[Opening SUPPLIED INFORMATION section]

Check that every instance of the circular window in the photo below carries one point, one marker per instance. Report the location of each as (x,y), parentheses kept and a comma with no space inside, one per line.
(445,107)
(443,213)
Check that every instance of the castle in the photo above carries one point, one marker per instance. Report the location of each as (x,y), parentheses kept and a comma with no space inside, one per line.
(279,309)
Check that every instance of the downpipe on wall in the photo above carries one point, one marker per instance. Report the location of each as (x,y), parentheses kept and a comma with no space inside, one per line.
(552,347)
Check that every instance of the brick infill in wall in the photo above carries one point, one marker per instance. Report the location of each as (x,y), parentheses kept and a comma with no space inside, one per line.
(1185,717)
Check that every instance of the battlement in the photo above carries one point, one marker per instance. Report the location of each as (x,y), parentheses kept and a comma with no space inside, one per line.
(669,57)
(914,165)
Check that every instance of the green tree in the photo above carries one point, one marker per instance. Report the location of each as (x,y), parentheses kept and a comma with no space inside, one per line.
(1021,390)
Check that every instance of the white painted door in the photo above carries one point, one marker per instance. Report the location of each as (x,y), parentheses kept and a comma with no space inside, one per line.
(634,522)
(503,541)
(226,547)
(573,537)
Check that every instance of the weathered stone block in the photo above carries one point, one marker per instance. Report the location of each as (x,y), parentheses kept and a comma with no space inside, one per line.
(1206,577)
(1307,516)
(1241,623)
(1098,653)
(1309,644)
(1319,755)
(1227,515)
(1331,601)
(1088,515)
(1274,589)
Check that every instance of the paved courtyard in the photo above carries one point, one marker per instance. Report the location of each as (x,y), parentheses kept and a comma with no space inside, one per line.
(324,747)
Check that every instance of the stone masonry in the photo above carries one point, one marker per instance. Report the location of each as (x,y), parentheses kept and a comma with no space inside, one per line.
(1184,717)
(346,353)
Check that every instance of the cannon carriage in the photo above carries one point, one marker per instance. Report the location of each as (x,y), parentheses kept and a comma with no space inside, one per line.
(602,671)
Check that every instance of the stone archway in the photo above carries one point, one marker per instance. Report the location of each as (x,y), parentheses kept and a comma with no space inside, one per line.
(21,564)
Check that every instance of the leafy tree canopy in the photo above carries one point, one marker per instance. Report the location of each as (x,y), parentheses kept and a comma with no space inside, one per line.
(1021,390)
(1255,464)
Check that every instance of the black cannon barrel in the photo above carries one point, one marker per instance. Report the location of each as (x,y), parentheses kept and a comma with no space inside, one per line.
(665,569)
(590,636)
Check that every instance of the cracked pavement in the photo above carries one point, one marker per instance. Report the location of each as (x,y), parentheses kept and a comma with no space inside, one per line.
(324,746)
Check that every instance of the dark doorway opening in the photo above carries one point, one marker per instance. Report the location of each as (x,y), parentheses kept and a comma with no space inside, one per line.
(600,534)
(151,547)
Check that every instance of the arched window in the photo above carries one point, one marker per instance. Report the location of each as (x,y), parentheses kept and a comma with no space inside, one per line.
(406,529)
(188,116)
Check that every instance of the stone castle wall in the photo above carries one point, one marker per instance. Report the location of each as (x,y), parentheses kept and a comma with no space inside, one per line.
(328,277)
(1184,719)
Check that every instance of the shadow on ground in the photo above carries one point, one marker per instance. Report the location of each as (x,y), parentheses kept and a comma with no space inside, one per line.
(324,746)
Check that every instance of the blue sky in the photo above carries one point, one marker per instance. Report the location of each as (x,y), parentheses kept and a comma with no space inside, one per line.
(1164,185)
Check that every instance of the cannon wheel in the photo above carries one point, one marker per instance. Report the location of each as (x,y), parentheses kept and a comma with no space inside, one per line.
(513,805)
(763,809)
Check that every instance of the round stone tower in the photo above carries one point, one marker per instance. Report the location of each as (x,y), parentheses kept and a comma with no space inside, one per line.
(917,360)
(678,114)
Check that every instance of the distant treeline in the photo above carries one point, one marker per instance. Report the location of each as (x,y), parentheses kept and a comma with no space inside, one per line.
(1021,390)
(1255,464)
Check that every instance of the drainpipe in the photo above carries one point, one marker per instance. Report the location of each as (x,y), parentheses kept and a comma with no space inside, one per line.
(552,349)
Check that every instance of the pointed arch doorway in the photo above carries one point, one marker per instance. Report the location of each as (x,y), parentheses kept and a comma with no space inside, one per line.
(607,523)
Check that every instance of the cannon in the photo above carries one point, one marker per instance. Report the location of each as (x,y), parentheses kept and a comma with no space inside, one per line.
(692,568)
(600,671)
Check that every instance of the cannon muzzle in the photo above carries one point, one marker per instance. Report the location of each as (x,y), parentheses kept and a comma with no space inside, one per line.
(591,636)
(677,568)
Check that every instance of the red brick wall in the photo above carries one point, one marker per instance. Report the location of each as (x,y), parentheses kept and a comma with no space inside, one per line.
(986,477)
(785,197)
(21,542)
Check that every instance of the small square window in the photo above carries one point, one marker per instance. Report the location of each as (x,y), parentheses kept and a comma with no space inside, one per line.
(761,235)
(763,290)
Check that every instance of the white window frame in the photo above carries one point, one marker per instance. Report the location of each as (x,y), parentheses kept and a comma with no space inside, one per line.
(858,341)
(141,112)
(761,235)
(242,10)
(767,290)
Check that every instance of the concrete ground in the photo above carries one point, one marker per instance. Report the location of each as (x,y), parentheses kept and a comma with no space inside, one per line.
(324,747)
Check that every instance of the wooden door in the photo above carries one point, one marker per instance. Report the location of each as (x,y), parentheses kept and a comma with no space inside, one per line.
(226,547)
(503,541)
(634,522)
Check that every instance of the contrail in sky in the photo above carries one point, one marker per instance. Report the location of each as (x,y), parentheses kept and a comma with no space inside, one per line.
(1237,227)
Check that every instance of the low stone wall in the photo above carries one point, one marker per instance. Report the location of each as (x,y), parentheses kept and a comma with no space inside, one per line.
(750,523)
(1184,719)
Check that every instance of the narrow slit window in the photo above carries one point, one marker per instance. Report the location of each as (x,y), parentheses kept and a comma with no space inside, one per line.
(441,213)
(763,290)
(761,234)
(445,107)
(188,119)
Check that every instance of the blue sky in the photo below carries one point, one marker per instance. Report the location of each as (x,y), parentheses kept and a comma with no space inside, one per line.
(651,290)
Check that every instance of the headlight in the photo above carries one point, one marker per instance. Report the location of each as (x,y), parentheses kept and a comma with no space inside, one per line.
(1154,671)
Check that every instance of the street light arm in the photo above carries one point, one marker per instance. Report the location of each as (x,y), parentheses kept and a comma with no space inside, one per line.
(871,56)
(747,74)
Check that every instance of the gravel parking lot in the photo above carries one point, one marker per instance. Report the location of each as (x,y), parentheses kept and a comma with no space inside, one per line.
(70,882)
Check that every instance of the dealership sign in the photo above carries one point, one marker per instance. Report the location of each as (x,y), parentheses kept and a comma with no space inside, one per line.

[Closing SUPPLIED INFORMATION section]

WHAT YOU NEED TO DO:
All of the material shown above should be written out exactly.

TASK SOLUTION:
Check that every instance of the circular window in the photo below carries one point, one marker per instance. Report the location of each as (x,y), parentheses kept and a comma with no space inside, one per line.
(445,107)
(443,213)
Check that every instance of the castle in the photo above carries one point, one marker per instance. Report the location of each as (x,y), parentheses kept and a comma with no space inside, one per line.
(279,309)
Check that every instance of the downpipe on wall in the photo above carries one point, one marker per instance. Report the location of each as (x,y), parentheses kept and a comma with no space inside, one per line.
(552,347)
Check that every instance of the brick infill in wall in the photo above carries one point, one marker per instance. Report the location of each as (x,y), parentheses kept and a comma with no space inside, one per line.
(1185,717)
Check that every instance of the battlement in the photo above carries one point, one marker per instance. Report the location of each as (x,y), parentheses kept and a comma with no space inside, one per line.
(669,57)
(914,165)
Check that every instance of the green tree in the photo above carries one point, one marker per instance. Report the location of each as (x,y), parentheses kept and a comma with no space inside, one per line.
(1021,390)
Check that every instance of the white painted door in the photo above carries one point, one marker per instance. Report the location of each as (x,y), parentheses kept and a comma with no space inside, one per line.
(634,522)
(503,541)
(226,547)
(573,537)
Check that every instance of the weathered stone block in the photo above carries one point, one marker per instance. Report the location of each as (x,y), parentheses kept and a comma with no space inside, one per line.
(1206,577)
(1307,516)
(1241,623)
(1098,653)
(1309,644)
(1319,755)
(1227,515)
(1331,601)
(1088,515)
(1274,589)
Check that every instance of the paved courtyard in the photo above carries one point, one marker per instance. Report the location of each as (x,y), parentheses kept and a comma with no space inside, one per line.
(324,747)
Check that every instance of the stone masonry in the photo above carries one point, one marker per instance. Report the location of each as (x,y), parentheses kept and a comma with no space inside, one per line.
(1184,717)
(346,353)
Check that every instance of the cannon carriage in the photo above carries one point, one marker per instance. Report the location of each as (x,y), parentheses kept and a comma with no space inside, one per line.
(602,671)
Check that every instance of the stone archway in the photo above carries one point, one marker per instance. Report the location of each as (x,y), parentheses kept and a comma with no space inside, one per line.
(21,564)
Check that every instance of the leafy tree canopy in the photo above carries one point, one marker per instance. Report the location of each as (x,y), parentheses kept and a comma with no space inside, one per line.
(1021,390)
(1255,464)
Check that every instance of the black cannon barrel in the photo above carries one point, one marker per instance. Report the location of each as (x,y), parentheses kept and a comma with no space inside, one per line.
(665,569)
(590,636)
Check that every instance of the cracked pavement in the photo above carries one point, one marker per instance. Report the location of each as (x,y), parentheses kept and a comma with no space inside, one per line.
(324,746)
Check that every instance of the dark doorway opening in the photo above carries one point, one marker per instance. Report the location of each as (x,y), parentheses kept and a comma with no space inside, one per line.
(600,534)
(151,547)
Check that every instance of the arched window in the photo above carries one point, one marker per instance. Report the location of each as (x,y), parentheses kept and a comma with no space inside, one per line.
(406,529)
(188,116)
Check that every instance of the stone castle wall in the photo above carries one point, one marker per instance. Report the location of each as (x,y), parentheses kept and a comma with no space inside, one per line.
(328,277)
(1184,719)
Check that every instance of the shadow on ground in the photo above carries one point, one marker per instance. Report the location of each as (x,y), parentheses kept and a comma with no space inside, one per line.
(324,746)
Check that every instance of the blue sky in the photo above carries one point, one marker per instance. Report the location of each as (x,y), parentheses kept and a comma with no space inside, one per line.
(1164,185)
Check that every instance of the cannon wheel in the photo above carries one point, one marker per instance. Report the location of each as (x,y), parentheses kept and a comma with no space inside, one per line.
(513,805)
(763,809)
Check that every instance of the round stone tower in the photo above carries one point, one marker per instance. Report the location of each as (x,y), parentheses kept and a comma with no space inside, one per line.
(917,360)
(678,114)
Check that every instance of the distant treeline in the photo above carries one point, one marker per instance. Report the location of each as (x,y), parentheses kept and a comma with no space inside, one per line.
(1021,390)
(1255,464)
Check that every instance of the drainpipe in the photo above carries one point, one marker per instance. Report the location of each as (x,y), parentheses kept and a comma with no space inside, one per line.
(552,349)
Check that every instance of the pointed arch doorway in the photo above carries one point, one marker per instance. Report the location of each as (x,y), parentheses kept and a comma with no space inside, one per line.
(607,523)
Check that every instance of the cannon in the photo above carries one point, one marker per instance. Report the location of each as (x,y), parentheses kept and a comma with no space inside, one per line.
(692,568)
(600,671)
Check that every instance of the cannon muzzle in the photo above carries one point, one marker per instance. Report the location of each as (x,y), parentheses kept and a comma with no space inside, one per line.
(591,636)
(677,568)
Check that every instance of the red brick wall in the photo above carries one point, one marker per instance. Report the location of each as (x,y), parentheses kept and a comma with no space inside, one per line.
(986,477)
(785,197)
(21,542)
Check that every instance of the small square window in the photo above carries one point, one marker per instance. Report the location of each as (x,y), parentheses kept and a comma with no space inside, one per line.
(761,235)
(763,290)
Check that every instance of the white window frame in the photo above carries one point, one marker per instance. Report the location of each as (x,y), parentheses kept and a comma with no space inside, one per line.
(858,341)
(141,112)
(761,235)
(242,10)
(767,290)
Check that every instance of the concrete ground in the photo above carries one point, one marker per instance. Report the location of each as (x,y), parentheses kept and a comma with no space inside, one per line.
(324,747)
Check that every instance of the wooden door in the photo above carries one point, one marker per instance. Report the location of each as (x,y), parentheses kept and a comma with no space inside, one per line.
(226,547)
(503,541)
(634,522)
Check that every instance of the contrail in sky in the photo above carries one point, one marker per instance. Report the location of each as (x,y), parentheses kept and a comma with no space inside, one per line.
(1237,227)
Check that every instance of the low stone wall in the photo above carries one point, one marker per instance. Report the location of each as (x,y), parentheses kept and a comma with no space inside, one per line.
(750,523)
(1184,719)
Check that every instance of the narrow slit window in the photo above carries one point, one marker per instance. Report the location of each as (x,y), parentheses kept and a comma with no space inside, one per line.
(441,213)
(763,290)
(761,234)
(445,107)
(188,119)
Check that every instance of the blue sky in the photo below carries one point, one marker per instance. Report the location of each as (x,y), parentheses kept and a comma with no space inside, one per line.
(651,290)
Check that every instance of the headlight in the photo above carries one point, one marker per instance. Report the location of each as (x,y), parentheses kept and a comma with no space inside, one per line.
(1154,671)
Check that every instance of the street light arm in the photo above carries one point, one marker per instance. Report the location of each as (x,y), parentheses kept and a comma with no space inside, one per line.
(871,56)
(747,74)
Check that every instance of the gravel parking lot in the photo above carries one point, one marker per instance. Report the location of each as (x,y), parentheses kept and a comma with no space inside, one per line.
(70,882)
Check that every instance of the dealership sign in the photo above carries one point, one marker per instance. Report the location of each as (x,y), parentheses kept and a comma with no space inside, one per line.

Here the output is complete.